> **WHAT THE EXERCISE ASKS**:
Could you write out every one of the rows below character for character, keeping each line unchanged?

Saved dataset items
* BEGIN *

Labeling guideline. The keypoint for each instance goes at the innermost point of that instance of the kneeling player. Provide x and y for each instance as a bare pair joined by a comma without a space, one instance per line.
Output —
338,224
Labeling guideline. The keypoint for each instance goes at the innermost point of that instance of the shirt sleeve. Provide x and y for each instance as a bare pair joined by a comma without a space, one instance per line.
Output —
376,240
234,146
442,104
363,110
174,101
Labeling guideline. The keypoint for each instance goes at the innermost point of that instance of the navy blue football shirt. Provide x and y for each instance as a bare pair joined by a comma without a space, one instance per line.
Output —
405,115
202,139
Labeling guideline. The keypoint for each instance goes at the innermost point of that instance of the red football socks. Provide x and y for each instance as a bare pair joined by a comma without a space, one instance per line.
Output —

* END *

> **ANSWER TO THIS EXERCISE**:
Labeling guideline. The keypoint for each instance goes at the innermost point of that instance of the kneeling player. Provide x and y for each instance as a bare pair joined by a comma without a space, one instance per line.
Output —
338,224
Labeling guideline. The keypoint for each instance goes at the innermost point of that instance of the shirt sleeve. Provide x and y for each instance as a bare pair joined by a comma without a space, one instance per line.
Output —
376,240
234,146
442,104
363,110
174,101
Labeling guideline. The keypoint for each instance goes at the innermost point of that instance of the navy blue football shirt. Provide x and y for each instance as a bare pair joined by a comma without a space, one instance per line.
Output —
405,115
202,139
Labeling guideline. The keypoint for each instance goes at the innermost point of that instance of the red football socks. Provide x and y for each instance as a bare pair joined by a comma without a space, one instance per line.
Output —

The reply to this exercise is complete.